## Problem requirements
Pull every line holding the word "with" out of the data and copy it.

## Supplied records
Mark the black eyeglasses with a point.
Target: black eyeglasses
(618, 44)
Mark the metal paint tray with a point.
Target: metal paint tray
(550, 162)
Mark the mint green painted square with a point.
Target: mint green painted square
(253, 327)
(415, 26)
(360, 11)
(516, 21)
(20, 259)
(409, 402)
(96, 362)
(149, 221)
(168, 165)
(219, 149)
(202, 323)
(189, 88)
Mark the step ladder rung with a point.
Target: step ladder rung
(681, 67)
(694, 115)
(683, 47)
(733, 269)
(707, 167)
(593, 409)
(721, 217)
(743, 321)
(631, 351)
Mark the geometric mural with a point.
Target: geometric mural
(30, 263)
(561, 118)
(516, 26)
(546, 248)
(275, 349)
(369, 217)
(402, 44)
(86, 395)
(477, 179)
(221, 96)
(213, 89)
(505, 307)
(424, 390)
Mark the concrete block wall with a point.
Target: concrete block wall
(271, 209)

--

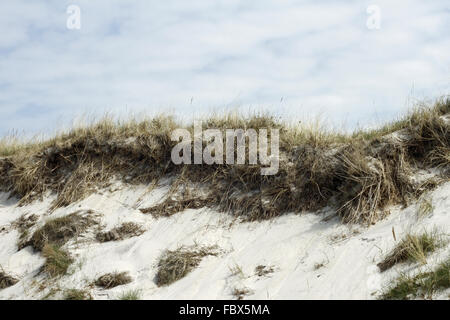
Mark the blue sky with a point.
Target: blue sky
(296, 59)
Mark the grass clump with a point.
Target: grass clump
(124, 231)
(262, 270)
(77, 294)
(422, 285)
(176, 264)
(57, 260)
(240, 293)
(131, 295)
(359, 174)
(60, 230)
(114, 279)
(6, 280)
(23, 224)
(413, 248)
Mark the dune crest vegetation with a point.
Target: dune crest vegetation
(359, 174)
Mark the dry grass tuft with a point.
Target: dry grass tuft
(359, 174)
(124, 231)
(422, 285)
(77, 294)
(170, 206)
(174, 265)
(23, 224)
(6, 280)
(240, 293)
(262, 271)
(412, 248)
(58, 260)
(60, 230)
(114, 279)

## Written reply
Mark the black eyeglasses with a point.
Mark the metal paint tray with a point.
Mark the mint green painted square with a point.
Mark the step ladder rung with a point.
Mark the geometric mural with a point.
Mark the concrete block wall with a point.
Mark the blue sky with a point.
Mark the grass clump with a point.
Mark the dune crest vegetation with a point.
Mark the dry grass tuft with a point.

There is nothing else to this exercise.